* _What you will do_:
Line count for the string "door" in the records below: report that figure and nothing else.

* _Available data_:
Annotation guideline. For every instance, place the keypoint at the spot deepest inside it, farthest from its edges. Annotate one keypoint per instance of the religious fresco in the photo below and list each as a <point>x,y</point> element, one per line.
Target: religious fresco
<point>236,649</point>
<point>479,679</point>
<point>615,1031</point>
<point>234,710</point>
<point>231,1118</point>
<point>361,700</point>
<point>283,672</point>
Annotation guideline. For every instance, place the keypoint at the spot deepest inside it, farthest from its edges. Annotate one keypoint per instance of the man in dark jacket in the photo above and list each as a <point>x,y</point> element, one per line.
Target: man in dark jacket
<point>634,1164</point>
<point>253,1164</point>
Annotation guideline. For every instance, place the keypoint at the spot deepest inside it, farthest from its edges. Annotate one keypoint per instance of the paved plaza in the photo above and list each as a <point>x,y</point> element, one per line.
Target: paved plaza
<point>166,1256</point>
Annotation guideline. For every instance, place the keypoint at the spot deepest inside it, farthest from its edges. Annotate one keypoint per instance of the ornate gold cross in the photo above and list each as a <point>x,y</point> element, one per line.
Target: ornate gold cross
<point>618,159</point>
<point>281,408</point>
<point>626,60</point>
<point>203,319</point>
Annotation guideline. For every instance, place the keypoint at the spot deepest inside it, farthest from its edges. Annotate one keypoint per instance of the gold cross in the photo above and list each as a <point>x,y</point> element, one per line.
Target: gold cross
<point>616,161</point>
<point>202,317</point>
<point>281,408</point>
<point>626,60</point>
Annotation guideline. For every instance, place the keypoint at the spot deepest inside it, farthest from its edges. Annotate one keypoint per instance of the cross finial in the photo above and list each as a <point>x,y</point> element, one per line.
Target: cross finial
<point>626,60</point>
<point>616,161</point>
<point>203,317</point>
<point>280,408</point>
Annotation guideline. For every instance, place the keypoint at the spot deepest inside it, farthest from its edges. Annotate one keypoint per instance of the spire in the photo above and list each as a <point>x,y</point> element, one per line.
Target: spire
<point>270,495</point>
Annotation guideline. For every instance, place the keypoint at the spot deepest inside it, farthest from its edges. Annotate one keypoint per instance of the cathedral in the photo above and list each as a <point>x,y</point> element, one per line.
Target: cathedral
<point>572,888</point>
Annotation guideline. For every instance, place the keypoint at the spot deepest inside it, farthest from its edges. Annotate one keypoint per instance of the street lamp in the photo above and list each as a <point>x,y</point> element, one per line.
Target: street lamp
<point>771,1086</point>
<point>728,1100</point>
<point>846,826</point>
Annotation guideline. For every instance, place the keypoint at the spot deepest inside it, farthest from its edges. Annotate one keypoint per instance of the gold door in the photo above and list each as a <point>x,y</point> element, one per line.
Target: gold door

* _Response box_:
2